Output the records. Match them exactly.

● Recorded data:
########

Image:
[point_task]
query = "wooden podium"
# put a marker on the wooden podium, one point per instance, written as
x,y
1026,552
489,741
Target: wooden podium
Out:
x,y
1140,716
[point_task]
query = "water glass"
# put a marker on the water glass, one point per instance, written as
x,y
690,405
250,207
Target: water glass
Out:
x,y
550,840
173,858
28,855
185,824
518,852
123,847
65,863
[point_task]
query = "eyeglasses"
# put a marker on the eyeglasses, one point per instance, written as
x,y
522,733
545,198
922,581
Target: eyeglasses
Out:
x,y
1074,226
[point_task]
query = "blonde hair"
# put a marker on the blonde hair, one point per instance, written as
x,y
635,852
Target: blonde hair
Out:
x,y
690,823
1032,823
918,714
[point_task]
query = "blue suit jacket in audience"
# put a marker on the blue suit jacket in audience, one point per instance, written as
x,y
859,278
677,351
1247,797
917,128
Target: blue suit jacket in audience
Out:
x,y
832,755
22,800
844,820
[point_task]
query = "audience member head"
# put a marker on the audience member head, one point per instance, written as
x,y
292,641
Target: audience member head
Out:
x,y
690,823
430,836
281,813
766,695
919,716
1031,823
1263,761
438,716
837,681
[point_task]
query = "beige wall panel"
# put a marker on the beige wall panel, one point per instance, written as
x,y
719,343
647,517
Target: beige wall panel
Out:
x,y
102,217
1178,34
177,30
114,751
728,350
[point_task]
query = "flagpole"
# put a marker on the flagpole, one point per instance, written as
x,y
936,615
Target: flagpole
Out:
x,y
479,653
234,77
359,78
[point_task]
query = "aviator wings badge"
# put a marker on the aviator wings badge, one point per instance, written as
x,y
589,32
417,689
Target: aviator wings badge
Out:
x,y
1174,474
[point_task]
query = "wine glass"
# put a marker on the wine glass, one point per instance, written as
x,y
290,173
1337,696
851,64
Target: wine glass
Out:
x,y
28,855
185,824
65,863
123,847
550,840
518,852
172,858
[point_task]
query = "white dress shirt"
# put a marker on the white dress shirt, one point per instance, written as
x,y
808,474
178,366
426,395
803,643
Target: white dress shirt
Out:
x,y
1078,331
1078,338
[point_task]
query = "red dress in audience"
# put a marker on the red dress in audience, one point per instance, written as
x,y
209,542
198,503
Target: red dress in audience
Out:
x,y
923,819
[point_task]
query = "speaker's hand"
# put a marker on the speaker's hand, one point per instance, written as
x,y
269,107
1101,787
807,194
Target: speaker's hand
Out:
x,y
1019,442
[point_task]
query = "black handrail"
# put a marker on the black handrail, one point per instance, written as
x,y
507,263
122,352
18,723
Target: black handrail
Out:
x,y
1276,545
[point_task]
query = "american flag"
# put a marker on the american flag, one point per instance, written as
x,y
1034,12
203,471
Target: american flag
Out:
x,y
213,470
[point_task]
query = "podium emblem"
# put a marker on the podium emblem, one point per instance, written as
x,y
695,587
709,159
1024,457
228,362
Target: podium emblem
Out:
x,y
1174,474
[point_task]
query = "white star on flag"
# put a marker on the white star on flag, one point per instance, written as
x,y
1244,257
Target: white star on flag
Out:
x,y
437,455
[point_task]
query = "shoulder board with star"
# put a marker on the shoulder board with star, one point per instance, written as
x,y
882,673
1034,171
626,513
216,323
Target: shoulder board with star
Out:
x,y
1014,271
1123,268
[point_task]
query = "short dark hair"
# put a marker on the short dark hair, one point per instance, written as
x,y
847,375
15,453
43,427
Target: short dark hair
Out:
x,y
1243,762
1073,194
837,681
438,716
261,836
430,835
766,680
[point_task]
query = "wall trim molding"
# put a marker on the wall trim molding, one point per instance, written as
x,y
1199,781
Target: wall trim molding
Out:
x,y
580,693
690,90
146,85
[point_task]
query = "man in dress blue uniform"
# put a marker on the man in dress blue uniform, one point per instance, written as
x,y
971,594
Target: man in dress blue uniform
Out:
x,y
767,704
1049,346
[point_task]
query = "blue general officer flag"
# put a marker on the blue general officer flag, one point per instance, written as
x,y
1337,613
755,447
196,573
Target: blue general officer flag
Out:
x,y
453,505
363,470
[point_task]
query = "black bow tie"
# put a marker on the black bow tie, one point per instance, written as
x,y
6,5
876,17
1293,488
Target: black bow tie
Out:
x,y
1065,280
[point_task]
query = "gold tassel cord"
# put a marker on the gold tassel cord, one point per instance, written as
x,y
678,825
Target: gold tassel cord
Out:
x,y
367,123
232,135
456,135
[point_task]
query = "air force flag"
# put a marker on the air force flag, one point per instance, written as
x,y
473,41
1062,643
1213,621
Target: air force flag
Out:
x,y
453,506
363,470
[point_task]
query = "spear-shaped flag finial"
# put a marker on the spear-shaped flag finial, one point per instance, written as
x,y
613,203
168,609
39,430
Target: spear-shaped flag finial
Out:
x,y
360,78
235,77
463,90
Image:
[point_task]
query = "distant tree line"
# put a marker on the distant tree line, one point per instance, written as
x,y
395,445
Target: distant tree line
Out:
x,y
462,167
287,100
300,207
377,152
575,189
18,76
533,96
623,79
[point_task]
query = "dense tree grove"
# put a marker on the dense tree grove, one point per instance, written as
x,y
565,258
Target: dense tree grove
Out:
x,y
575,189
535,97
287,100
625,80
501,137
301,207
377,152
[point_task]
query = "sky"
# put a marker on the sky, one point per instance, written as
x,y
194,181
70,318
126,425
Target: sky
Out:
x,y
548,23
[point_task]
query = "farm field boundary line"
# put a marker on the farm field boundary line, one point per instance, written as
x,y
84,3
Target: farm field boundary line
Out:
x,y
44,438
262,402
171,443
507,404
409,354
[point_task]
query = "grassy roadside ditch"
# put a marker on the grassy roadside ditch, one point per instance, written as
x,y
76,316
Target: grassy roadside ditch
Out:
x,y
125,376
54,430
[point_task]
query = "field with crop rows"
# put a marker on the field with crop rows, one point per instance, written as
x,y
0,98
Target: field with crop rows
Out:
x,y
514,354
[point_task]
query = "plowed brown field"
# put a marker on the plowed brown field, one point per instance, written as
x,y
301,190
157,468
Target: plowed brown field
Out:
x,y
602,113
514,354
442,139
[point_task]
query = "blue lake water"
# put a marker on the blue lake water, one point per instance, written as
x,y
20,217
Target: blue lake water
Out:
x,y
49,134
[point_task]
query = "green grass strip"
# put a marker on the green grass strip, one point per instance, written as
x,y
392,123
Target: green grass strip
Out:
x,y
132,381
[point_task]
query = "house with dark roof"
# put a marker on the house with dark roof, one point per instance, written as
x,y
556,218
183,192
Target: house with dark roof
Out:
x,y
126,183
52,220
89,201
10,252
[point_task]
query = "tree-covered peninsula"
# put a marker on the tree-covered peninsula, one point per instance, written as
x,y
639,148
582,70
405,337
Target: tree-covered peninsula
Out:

########

● The output:
Image:
[point_task]
query = "wooden podium"
# put a marker on the wooden podium, one point per instance, written as
x,y
1026,552
489,741
Target: wooden podium
Out:
x,y
1140,716
[point_task]
query = "water glass"
# put a marker on the water glass, one point per instance, written as
x,y
690,405
250,207
Target: water glass
Out:
x,y
550,840
173,858
28,855
185,824
518,852
123,847
65,863
[point_task]
query = "eyeglasses"
# put a marker on the eyeglasses, one point per instance, written as
x,y
522,733
545,198
922,581
Target: eyeglasses
Out:
x,y
1074,226
[point_task]
query = "blonde hair"
# put a marker on the blonde hair, one point per instance, written as
x,y
635,852
Target: blonde hair
Out:
x,y
690,823
1032,823
918,714
[point_task]
query = "blue suit jacket in audience"
# put a marker on the blue suit jacket in audience, one point per instance, written as
x,y
859,278
677,351
1247,797
917,128
Target: blue suit jacket in audience
Out:
x,y
832,755
22,800
844,820
[point_task]
query = "audience member head"
# put a marker on the audience member head, one point per instance, written as
x,y
292,641
Target: audience member head
Out:
x,y
690,823
430,836
281,813
766,695
919,716
1031,823
1263,761
438,716
837,681
[point_task]
query = "beige wall panel"
# put a marker on the beige wall panel, one point per instance, written as
x,y
719,343
647,517
Target: beige wall panel
Out:
x,y
102,217
1178,34
177,30
114,751
728,350
[point_task]
query = "flagpole"
# put a marker on the flagpole, one point per instance, written as
x,y
936,615
Target: flagpole
Out:
x,y
479,653
234,77
359,78
[point_task]
query = "aviator wings badge"
# put a marker on the aviator wings badge, one point per instance, written as
x,y
589,32
417,689
Target: aviator wings badge
Out:
x,y
1174,474
[point_task]
query = "wine glass"
# put a marker on the wine glass, one point per instance, written as
x,y
290,173
1337,696
851,64
Target: wine glass
Out:
x,y
28,855
185,824
65,863
123,847
550,840
518,852
172,858
[point_task]
query = "white dress shirt"
# put a marker on the white dress shirt, one point per instance, written as
x,y
808,474
178,366
426,395
803,643
Target: white dress shirt
Out:
x,y
1078,331
1078,338
[point_task]
query = "red dress in audience"
# put a marker on the red dress in audience, one point per instance, written as
x,y
209,542
198,503
Target: red dress in audience
Out:
x,y
923,819
[point_task]
query = "speaker's hand"
# put a marker on the speaker's hand, one point per instance, written as
x,y
269,107
1101,787
807,194
Target: speaker's hand
Out:
x,y
1019,442
[point_task]
query = "black handrail"
# put a marker on the black handrail, one point per instance, written as
x,y
507,263
122,352
18,723
Target: black handrail
Out:
x,y
1276,545
[point_task]
query = "american flag"
# put a marker on the american flag, one point per instance, written as
x,y
1034,12
203,471
Target: american flag
Out:
x,y
213,470
[point_task]
query = "podium emblem"
# put a marker on the podium emblem, one point per instance, written as
x,y
695,587
709,159
1024,457
228,362
Target: podium emblem
Out:
x,y
1174,474
[point_task]
query = "white star on flag"
# put a marker on the white star on flag, one point per instance, written as
x,y
1244,257
Target: white star on flag
Out:
x,y
437,455
[point_task]
query = "shoulder board with star"
# put a marker on the shoulder board with star, one point per instance, written as
x,y
882,673
1034,171
626,513
216,323
Target: shoulder board with star
Out:
x,y
1014,271
1123,268
[point_task]
query = "short dark hair"
# put a marker on the short dark hair, one point per instance, written as
x,y
847,375
15,453
43,427
Target: short dark hair
Out:
x,y
1243,762
1073,194
837,681
438,716
261,836
430,835
766,680
[point_task]
query = "wall trim molding"
# put a marker on the wall trim molding, one point per instance, written as
x,y
1199,781
Target: wall trim molding
Out:
x,y
580,693
690,90
146,85
[point_task]
query = "man in dress blue uniform"
# put a marker on the man in dress blue uniform, one point per instance, written as
x,y
971,594
Target: man in dress blue uniform
Out:
x,y
767,704
1049,346
[point_task]
query = "blue general officer flag"
# put a marker on the blue general officer flag, one point per instance, written as
x,y
1337,613
755,447
196,573
Target: blue general officer flag
Out:
x,y
453,505
363,470
[point_task]
query = "black bow tie"
# put a marker on the black bow tie, one point per instance, written as
x,y
6,5
876,17
1293,488
Target: black bow tie
Out:
x,y
1065,280
[point_task]
query = "gold tassel cord"
# put a marker on the gold tassel cord, one point per instance, written as
x,y
678,825
Target: gold tassel cord
Out:
x,y
367,123
232,135
456,135
[point_task]
query = "air force flag"
# put a marker on the air force flag, one point per instance, written as
x,y
473,41
1062,643
1213,621
Target: air force flag
Out:
x,y
453,506
363,470
[point_task]
query = "spear-shaped flag finial"
# put a marker on the spear-shaped flag finial, one point per instance, written as
x,y
613,203
168,609
39,430
Target: spear-shaped flag finial
Out:
x,y
360,78
235,77
463,90
Image:
[point_task]
query = "distant tree line"
# put a marker on the distant tree line, one point per instance, written as
x,y
395,445
Target: distant tree line
Out:
x,y
462,167
287,100
300,207
377,152
575,189
18,76
533,96
623,79
[point_task]
query = "dense tree grove"
# put a marker on the dense tree grove, one point per instance, written as
x,y
565,258
Target: dense tree grove
Out:
x,y
575,189
535,97
287,100
625,80
501,137
301,207
377,152
[point_task]
query = "sky"
# put a marker on the sky, one point per instance, written as
x,y
194,181
70,318
126,425
Target: sky
Out:
x,y
548,23
[point_task]
query = "farm field boundary line"
# put a marker on the farm field boundary line, one point per instance, written as
x,y
84,3
Target: farm field boundary line
Out:
x,y
44,438
262,402
171,443
507,404
409,354
[point_task]
query = "grassy roadside ditch"
# put a marker on the grassy roadside ditch, one point per instance, written as
x,y
76,316
Target: grassy roadside ditch
Out:
x,y
125,376
54,430
[point_task]
query = "field with crop rows"
# put a marker on the field with crop rows, one point per instance, written as
x,y
0,98
Target: field with crop rows
Out:
x,y
514,354
[point_task]
query = "plowed brown field"
# put a marker on the plowed brown field, one point per instance, written as
x,y
301,190
157,468
Target: plowed brown field
Out:
x,y
602,113
514,354
442,139
[point_task]
query = "blue lake water"
# put a marker on the blue lake water, one point per instance, written as
x,y
20,217
Target: blue lake water
Out:
x,y
49,134
[point_task]
query = "green grass strip"
# put a marker on the green grass strip, one point per instance, written as
x,y
392,123
Target: green grass strip
Out:
x,y
132,381
[point_task]
query = "house with dark roof"
# put a marker on the house with dark roof, one point per instance, written as
x,y
556,218
183,192
Target: house with dark roof
Out:
x,y
126,183
52,220
89,201
10,252
[point_task]
query = "tree-covered peninsula"
# put a marker on the tree-covered peninsula, one point per instance, written as
x,y
639,148
582,70
405,337
Target: tree-covered peninsula
Out:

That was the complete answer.